Electronic transit system boosts Central American trade

By Christian Volpe Martincus, Inter-American Development Bank

A decade ago, transit of goods in Central America suffered from lack of coordination of border agencies, cumbersome and slow Customs and administrative procedures, and limited use of information technologies.

More precisely, exporters with shipments in transit had to clear Customs at each side of countries’ bilateral borders and sequentially submit multiple paper documents to the various intervening agencies, including printed copies of international transit declarations, country-specific sanitary and phytosanitary certificates, and migration arrival and departure cards.

In response to this situation and with the support of the Inter-American Development Bank (IDB), Central American countries adopted the TIM, an electronic transit system to manage and control the movement of goods in transit that is partially based on the European Union’s New Computerised Transit System (NCTS).

The system is based on three main pillars:

  • Process reengineering – TIM harmonizes multiple paper-based declarations into a unique and comprehensive electronic document that gathers all data needed by Customs, immigration, and phytosanitary agencies;
  • Information technology – TIM connects the intranet systems of all agencies in all countries participating in the project, thus enabling the management and tracking of the international transit process as well as risk analysis;
  • Cooperation – TIM improves cooperation between the different agencies operating at border crossings in the Mesoamerican region, both within and across countries.

The new electronic transit system reduced trade costs and facilitated shipment flows in at least three ways. First, instead of repetitive paper-based procedures initiated at the border, firms can now complete a single electronic document – called the Documento Único de Transporte (DUT) in Spanish. As a result, the time and costs of document preparation experienced a substantial reduction.

Second, firms can now manage their entire transit procedure via an electronic process. At border crossings, controls on shipments are carried out only at the Customs offices of the exit country under the logic of a “one stop border post.” Transporters interact simultaneously and at the same physical place with all border agencies – Customs, migration, and quarantine – without using printed copies of documents. As a consequence, border crossings have been significantly expedited.

Third, the information system introduced with the TIM provides trading and transport companies with real-time data on their shipments. This makes it easier for these firms to control orders and manage their servicing and inventories.

The TIM was gradually implemented across trade corridors. For instance, in El Salvador, the TIM was first applied to transit operations originating at internal, “non-border” Customs offices, the Free Trade Zones, and coastal Customs offices, as well as transit operations having specific locations in the neighbouring countries of Guatemala, Honduras and Mexico as a destination.

* **Stored records**:
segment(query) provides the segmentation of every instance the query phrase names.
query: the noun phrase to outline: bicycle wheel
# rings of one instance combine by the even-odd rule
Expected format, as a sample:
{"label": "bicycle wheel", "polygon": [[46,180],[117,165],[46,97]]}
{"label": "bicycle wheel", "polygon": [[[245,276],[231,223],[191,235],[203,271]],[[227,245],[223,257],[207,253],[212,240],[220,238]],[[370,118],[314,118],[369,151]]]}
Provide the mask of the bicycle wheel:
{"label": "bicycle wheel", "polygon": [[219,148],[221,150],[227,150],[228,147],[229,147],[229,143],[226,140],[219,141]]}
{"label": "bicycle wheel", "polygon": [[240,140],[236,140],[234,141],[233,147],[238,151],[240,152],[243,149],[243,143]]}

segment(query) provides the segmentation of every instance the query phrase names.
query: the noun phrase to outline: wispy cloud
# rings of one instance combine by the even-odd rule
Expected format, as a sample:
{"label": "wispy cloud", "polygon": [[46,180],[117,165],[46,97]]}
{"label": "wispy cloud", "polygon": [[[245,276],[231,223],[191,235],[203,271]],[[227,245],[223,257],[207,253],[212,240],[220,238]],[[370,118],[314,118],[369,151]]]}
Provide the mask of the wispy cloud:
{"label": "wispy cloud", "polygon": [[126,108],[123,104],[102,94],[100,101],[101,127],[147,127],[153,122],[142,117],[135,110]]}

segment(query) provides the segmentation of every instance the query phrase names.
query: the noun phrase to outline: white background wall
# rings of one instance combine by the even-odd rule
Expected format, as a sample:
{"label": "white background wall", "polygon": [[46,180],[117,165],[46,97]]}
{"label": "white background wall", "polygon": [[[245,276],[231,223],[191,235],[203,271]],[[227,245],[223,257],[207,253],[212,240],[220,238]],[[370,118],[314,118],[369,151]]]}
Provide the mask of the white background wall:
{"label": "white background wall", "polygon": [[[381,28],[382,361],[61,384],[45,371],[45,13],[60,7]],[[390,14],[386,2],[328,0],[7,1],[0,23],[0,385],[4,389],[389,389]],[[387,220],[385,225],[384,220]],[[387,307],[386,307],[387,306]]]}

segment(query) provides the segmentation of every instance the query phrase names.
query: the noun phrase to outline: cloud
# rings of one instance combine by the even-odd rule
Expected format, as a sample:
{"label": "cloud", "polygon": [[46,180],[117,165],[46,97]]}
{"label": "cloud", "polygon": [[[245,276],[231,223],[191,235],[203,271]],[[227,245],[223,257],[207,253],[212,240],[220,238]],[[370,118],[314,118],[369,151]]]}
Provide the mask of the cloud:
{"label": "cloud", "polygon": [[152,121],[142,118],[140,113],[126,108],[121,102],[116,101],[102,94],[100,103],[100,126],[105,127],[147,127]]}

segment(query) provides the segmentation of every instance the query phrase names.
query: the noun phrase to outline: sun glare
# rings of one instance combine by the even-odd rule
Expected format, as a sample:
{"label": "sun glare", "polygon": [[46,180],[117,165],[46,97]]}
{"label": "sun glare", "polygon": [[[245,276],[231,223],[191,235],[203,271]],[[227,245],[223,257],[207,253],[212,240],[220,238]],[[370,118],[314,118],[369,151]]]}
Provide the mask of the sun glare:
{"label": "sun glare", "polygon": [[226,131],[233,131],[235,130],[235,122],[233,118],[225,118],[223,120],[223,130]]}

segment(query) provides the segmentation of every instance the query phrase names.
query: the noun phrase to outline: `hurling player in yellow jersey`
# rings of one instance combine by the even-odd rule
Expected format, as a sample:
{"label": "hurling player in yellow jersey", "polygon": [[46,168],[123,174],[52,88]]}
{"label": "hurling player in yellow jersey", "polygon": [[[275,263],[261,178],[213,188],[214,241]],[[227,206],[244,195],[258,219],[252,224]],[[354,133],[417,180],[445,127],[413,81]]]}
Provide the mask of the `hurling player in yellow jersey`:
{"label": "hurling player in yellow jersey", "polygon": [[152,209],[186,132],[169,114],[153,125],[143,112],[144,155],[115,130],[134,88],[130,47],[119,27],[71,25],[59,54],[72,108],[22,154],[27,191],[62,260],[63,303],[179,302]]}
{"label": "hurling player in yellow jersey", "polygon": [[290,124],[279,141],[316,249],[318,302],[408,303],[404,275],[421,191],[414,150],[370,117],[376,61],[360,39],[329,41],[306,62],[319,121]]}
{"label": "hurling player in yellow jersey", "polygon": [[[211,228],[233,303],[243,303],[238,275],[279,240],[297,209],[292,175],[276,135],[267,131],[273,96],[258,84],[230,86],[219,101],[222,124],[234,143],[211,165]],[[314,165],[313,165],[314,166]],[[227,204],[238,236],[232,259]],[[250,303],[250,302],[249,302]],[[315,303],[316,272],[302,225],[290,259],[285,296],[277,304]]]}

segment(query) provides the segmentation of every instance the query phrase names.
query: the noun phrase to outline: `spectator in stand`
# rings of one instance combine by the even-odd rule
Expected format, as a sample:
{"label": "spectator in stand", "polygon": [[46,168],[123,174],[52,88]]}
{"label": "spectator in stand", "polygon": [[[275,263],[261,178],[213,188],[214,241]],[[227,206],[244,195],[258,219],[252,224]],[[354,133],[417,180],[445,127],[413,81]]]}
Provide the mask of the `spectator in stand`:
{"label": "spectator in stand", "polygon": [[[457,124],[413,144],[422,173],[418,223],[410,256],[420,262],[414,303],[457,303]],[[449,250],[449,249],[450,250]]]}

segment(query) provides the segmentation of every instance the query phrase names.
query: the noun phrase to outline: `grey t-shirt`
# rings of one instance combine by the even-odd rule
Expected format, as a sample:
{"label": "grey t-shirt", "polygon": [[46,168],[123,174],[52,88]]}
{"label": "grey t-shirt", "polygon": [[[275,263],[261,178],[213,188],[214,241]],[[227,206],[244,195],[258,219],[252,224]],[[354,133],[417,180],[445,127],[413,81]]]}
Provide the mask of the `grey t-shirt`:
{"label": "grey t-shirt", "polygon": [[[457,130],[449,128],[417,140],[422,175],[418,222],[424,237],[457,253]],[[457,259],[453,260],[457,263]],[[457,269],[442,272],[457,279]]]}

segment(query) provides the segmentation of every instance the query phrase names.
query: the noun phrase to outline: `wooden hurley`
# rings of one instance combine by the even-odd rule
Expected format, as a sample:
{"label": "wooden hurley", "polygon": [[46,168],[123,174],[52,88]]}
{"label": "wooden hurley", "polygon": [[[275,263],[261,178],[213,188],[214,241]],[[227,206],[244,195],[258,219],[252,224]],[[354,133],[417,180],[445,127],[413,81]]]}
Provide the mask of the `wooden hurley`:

* **What to do**:
**1.** Do these statements agree with the transit system article? Answer yes or no for each, quoting the deciding words. (a) Under the TIM, shipments are checked at border crossings only at the Customs offices of the exit country. (b) The TIM is fully based on the European Union's New Computerised Transit System. (c) In El Salvador, the TIM was first applied to transit operations starting at border Customs offices.
**2.** According to the transit system article, why have border crossings become much faster under the TIM?
**3.** Please copy everything from "More precisely, exporters" down to "and departure cards." in the transit system article.

* **List of solutions**:
**1.**
(a) Yes: "controls on shipments are carried out only at the Customs offices of the exit country"
(b) No: "partially based on the European Union’s New Computerised Transit System (NCTS)"
(c) No: "the TIM was first applied to transit operations originating at internal, “non-border” Customs offices"

**2.** Shipments are now checked only at the Customs offices of the exit country, following the "one stop border post" logic. Transporters deal with Customs, migration, and quarantine at the same time and in the same place, and they no longer use printed copies of documents.

**3.**
More precisely, exporters with shipments in transit had to clear Customs at each side of countries’ bilateral borders and sequentially submit multiple paper documents to the various intervening agencies, including printed copies of international transit declarations, country-specific sanitary and phytosanitary certificates, and migration arrival and departure cards.